*Objective:* Leave the pictures out and transcribe every record exactly.

*Dataset records:*
⁂

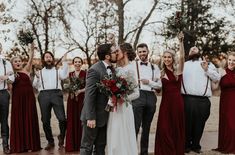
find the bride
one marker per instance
(121, 137)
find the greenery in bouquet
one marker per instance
(74, 84)
(117, 87)
(25, 37)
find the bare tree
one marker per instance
(47, 19)
(6, 18)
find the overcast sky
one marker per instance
(135, 7)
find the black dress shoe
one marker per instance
(187, 150)
(197, 151)
(49, 146)
(6, 150)
(61, 141)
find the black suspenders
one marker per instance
(5, 72)
(43, 81)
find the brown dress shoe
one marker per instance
(6, 150)
(49, 146)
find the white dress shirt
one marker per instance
(50, 80)
(153, 75)
(8, 70)
(195, 78)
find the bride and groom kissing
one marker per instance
(116, 129)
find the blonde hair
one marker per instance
(174, 64)
(229, 54)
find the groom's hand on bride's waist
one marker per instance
(91, 123)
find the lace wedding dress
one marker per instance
(121, 136)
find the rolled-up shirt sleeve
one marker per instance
(64, 71)
(11, 77)
(212, 73)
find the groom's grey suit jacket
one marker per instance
(94, 101)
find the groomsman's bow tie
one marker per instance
(144, 63)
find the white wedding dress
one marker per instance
(121, 136)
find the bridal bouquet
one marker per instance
(74, 85)
(117, 87)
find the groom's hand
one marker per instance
(91, 123)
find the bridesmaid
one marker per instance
(74, 107)
(170, 133)
(226, 141)
(24, 135)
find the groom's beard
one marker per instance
(49, 64)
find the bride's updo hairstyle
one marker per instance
(127, 47)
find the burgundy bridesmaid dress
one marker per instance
(74, 127)
(226, 141)
(170, 134)
(24, 132)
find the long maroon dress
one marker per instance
(24, 135)
(74, 127)
(170, 135)
(226, 142)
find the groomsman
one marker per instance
(145, 106)
(48, 82)
(94, 116)
(196, 90)
(6, 77)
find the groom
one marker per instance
(93, 116)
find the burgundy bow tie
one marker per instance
(111, 68)
(144, 63)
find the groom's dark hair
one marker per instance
(103, 50)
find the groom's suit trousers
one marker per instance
(93, 140)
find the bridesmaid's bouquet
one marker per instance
(25, 37)
(117, 87)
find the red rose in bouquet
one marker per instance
(117, 87)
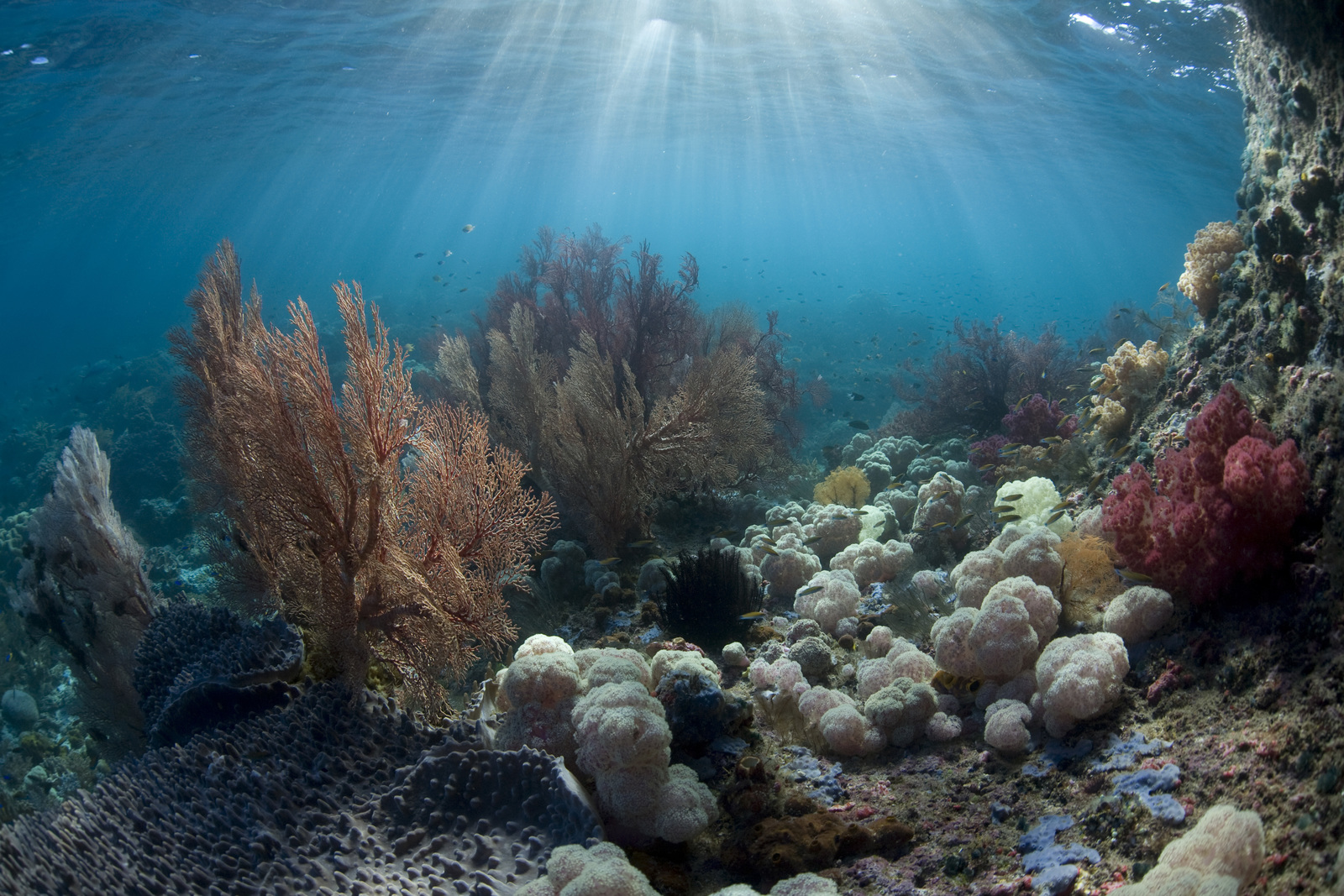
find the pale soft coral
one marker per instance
(1133, 374)
(1207, 259)
(1079, 679)
(837, 598)
(1223, 506)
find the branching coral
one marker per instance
(846, 485)
(978, 378)
(1038, 418)
(699, 437)
(383, 527)
(1206, 259)
(600, 363)
(1222, 510)
(1128, 376)
(85, 586)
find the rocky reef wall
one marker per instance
(1278, 325)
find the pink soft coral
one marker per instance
(1222, 510)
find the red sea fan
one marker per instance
(1223, 506)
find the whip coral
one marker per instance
(1222, 508)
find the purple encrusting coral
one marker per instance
(1038, 418)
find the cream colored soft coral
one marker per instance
(1206, 259)
(1110, 416)
(1126, 378)
(1133, 372)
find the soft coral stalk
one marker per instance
(1222, 510)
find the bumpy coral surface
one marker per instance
(874, 562)
(1132, 374)
(320, 794)
(1079, 679)
(1221, 856)
(940, 501)
(1222, 510)
(1206, 259)
(1139, 613)
(1034, 500)
(837, 598)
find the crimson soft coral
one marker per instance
(1222, 510)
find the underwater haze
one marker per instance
(1041, 160)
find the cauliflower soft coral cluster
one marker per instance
(596, 710)
(1223, 506)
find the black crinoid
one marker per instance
(707, 597)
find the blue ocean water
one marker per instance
(1039, 159)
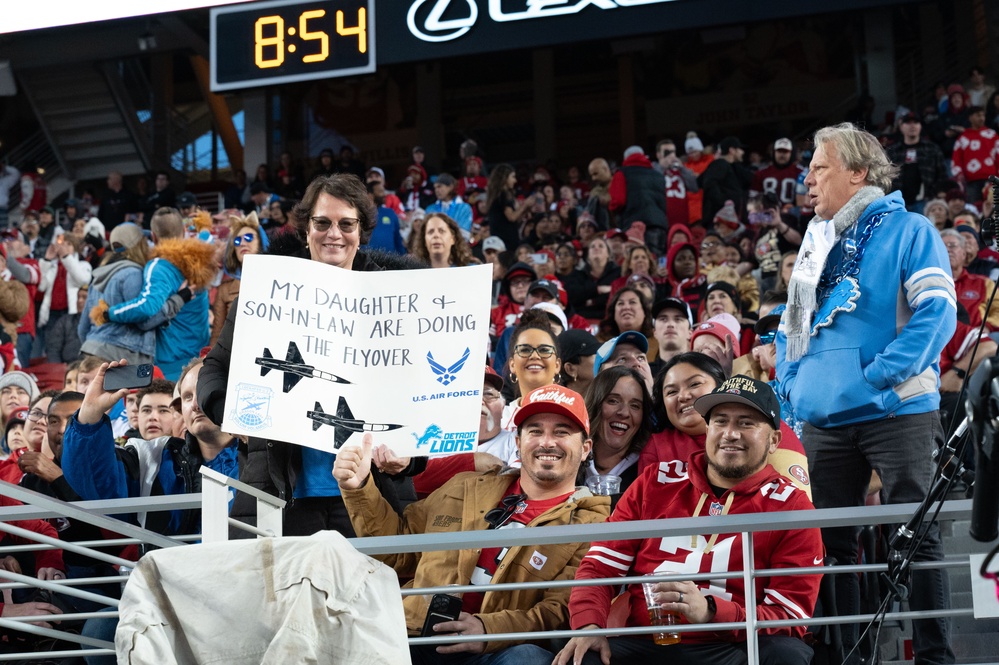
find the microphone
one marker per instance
(982, 406)
(991, 224)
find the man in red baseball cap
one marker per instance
(553, 439)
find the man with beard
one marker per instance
(731, 476)
(552, 439)
(781, 177)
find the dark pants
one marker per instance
(899, 448)
(774, 650)
(304, 517)
(521, 654)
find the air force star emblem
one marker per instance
(843, 298)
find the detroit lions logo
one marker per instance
(432, 434)
(447, 374)
(843, 298)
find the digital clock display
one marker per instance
(290, 40)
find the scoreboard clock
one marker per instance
(269, 43)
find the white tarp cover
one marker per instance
(270, 601)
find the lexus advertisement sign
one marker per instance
(413, 30)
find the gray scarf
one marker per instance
(819, 240)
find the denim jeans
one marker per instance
(521, 654)
(774, 650)
(900, 449)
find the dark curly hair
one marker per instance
(344, 186)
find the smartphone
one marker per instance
(442, 608)
(128, 376)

⁂

*The answer:*
find the bride
one marker per instance
(121, 137)
find the greenery in bouquet
one marker per instance
(74, 84)
(117, 87)
(25, 37)
find the bare tree
one marker per instance
(47, 19)
(6, 18)
find the overcast sky
one marker per instance
(135, 7)
find the black dress shoe
one marker per instance
(187, 150)
(197, 151)
(49, 146)
(6, 150)
(61, 141)
find the black suspenders
one marker per instance
(5, 72)
(43, 81)
find the brown dress shoe
one marker per instance
(6, 150)
(49, 146)
find the white dress shirt
one marker per instance
(50, 80)
(153, 75)
(8, 70)
(195, 78)
find the bride and groom kissing
one marker per instance
(116, 129)
find the blonde hair
one marker per instance
(174, 64)
(229, 54)
find the groom's hand on bride's waist
one marker per instance
(91, 123)
find the lace wedding dress
one marker per instance
(121, 136)
find the rolled-up shirt sleeve
one marker per instance
(64, 71)
(11, 77)
(212, 73)
find the groom's grey suit jacket
one marker per instance
(94, 101)
find the groomsman's bow tie
one marker per instance
(144, 63)
find the white wedding dress
one marker per instance
(121, 136)
find the bridal bouquet
one marker per instance
(74, 85)
(117, 87)
find the groom's hand
one marker per instance
(91, 123)
find the bridesmaid
one marker per instance
(74, 107)
(170, 133)
(226, 141)
(24, 135)
find the groom's beard
one marker per instance
(49, 64)
find the bride's updo hairstyle
one marker per instance
(127, 47)
find the burgundy bridesmaid dress
one marker per instance
(74, 127)
(226, 141)
(170, 134)
(24, 132)
find the long maroon dress
one marker per instance
(24, 135)
(74, 127)
(170, 135)
(226, 142)
find the groomsman
one marker per instance
(145, 106)
(48, 82)
(94, 116)
(196, 90)
(6, 77)
find the groom
one marker per instance
(93, 116)
find the burgundy bow tie
one marker per instance
(111, 68)
(144, 63)
find the groom's dark hair
one marker per instance
(103, 50)
find the groom's suit trousers
one marker per instance
(93, 140)
find the bridesmaid's bouquet
one marker per instance
(25, 37)
(117, 87)
find the red rose in bouquet
one marker per instance
(117, 87)
find the pale soft coral
one marker per instance
(1133, 374)
(1207, 259)
(1079, 679)
(837, 598)
(1223, 506)
find the branching coral
one marker per instance
(846, 485)
(978, 378)
(1038, 418)
(699, 437)
(383, 527)
(1206, 259)
(600, 363)
(1222, 510)
(1128, 376)
(85, 586)
find the rocky reef wall
one marker per instance
(1278, 325)
find the pink soft coral
one marker per instance
(1222, 510)
find the red sea fan
one marker per instance
(1223, 506)
find the whip coral
one marker per instance
(1222, 508)
find the purple encrusting coral
one marker per instance
(1038, 418)
find the cream colored soft coral
one marker per instance
(1206, 259)
(1110, 416)
(1126, 378)
(1133, 372)
find the soft coral stalk
one marker per instance
(1222, 510)
find the bumpy coral surface
one marker per instance
(874, 562)
(1132, 374)
(320, 794)
(1079, 679)
(1221, 856)
(940, 501)
(1222, 510)
(1206, 259)
(1139, 613)
(1034, 500)
(837, 598)
find the crimson soft coral
one marker per instance
(1222, 510)
find the underwater haze
one marker per instance
(1041, 160)
find the cauliflower soft coral cluster
one marker per instance
(596, 710)
(1223, 506)
find the black crinoid
one marker per instance
(707, 597)
find the blue ocean water
one marker per instance
(1039, 159)
find the microphone
one marker per instance
(982, 406)
(991, 224)
find the man in red baseball cap
one marker per instance
(553, 439)
find the man with beard
one marker per instance
(731, 476)
(552, 439)
(781, 177)
find the dark pants
one marker per instance
(899, 448)
(774, 650)
(304, 517)
(521, 654)
find the air force star emblem
one marker per instance
(843, 298)
find the detroit lions logo
one marker per instance
(432, 434)
(447, 374)
(843, 298)
find the digital clock display
one marker per instance
(290, 40)
find the scoreboard clock
one marker per instance
(269, 43)
find the white tarp cover
one marker per instance
(270, 601)
find the lexus advertisement sign
one marker per instance
(413, 30)
find the gray scarf
one marker per instance
(819, 240)
find the denim jeans
one marker per instance
(521, 654)
(774, 650)
(900, 449)
find the dark curly hair
one marker per instance
(344, 186)
find the smartphone
one marker per instance
(442, 608)
(128, 376)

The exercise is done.